Data for analysis:
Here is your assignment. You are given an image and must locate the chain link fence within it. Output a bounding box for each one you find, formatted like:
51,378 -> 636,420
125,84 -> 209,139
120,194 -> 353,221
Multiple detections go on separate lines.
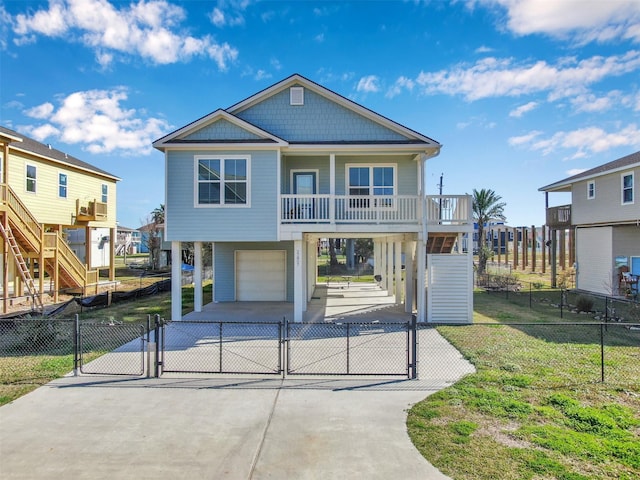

Action item: Could you return, word for word, every line from the line with "51,378 -> 636,420" through the last line of the listing above, both ends included, without any pictures?

Solution to this problem:
51,378 -> 636,420
125,84 -> 209,139
120,194 -> 353,221
Multiple detections go on separate lines.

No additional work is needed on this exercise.